■ What the task requires: Identify every line in the material below that contains the string "background", treating uppercase and lowercase as different, and copy each of those lines.

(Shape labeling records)
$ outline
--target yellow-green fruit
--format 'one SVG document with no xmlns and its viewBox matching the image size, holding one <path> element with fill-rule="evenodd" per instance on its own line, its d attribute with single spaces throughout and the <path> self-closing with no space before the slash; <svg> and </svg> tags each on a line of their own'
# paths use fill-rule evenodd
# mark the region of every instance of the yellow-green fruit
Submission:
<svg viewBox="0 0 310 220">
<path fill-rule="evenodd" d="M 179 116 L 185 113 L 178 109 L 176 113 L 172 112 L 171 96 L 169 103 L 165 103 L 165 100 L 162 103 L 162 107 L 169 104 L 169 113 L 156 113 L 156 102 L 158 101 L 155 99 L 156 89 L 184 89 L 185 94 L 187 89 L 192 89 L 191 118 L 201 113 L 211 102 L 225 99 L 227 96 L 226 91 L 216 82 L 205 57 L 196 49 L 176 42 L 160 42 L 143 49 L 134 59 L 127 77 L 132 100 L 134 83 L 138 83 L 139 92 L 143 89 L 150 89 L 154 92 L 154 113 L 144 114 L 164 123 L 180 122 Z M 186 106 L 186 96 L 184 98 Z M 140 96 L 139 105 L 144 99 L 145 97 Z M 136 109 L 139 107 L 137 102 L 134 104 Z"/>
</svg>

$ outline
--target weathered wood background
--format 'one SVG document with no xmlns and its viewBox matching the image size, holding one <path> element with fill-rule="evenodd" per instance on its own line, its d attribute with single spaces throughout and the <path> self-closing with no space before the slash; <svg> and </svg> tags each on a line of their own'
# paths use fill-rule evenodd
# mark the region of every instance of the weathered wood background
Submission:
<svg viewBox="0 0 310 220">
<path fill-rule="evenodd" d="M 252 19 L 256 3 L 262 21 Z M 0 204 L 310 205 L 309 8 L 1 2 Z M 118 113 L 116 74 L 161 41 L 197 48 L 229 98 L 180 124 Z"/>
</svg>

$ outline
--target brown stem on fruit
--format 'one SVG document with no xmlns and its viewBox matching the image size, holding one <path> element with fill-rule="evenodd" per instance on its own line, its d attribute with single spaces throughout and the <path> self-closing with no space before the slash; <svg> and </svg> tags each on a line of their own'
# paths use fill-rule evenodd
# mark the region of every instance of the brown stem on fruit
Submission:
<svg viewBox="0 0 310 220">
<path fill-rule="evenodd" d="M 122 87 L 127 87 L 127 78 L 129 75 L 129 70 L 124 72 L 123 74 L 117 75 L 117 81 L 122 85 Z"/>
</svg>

■ Finished answer:
--target weathered wood background
# mark the region of every instance of the weathered wood background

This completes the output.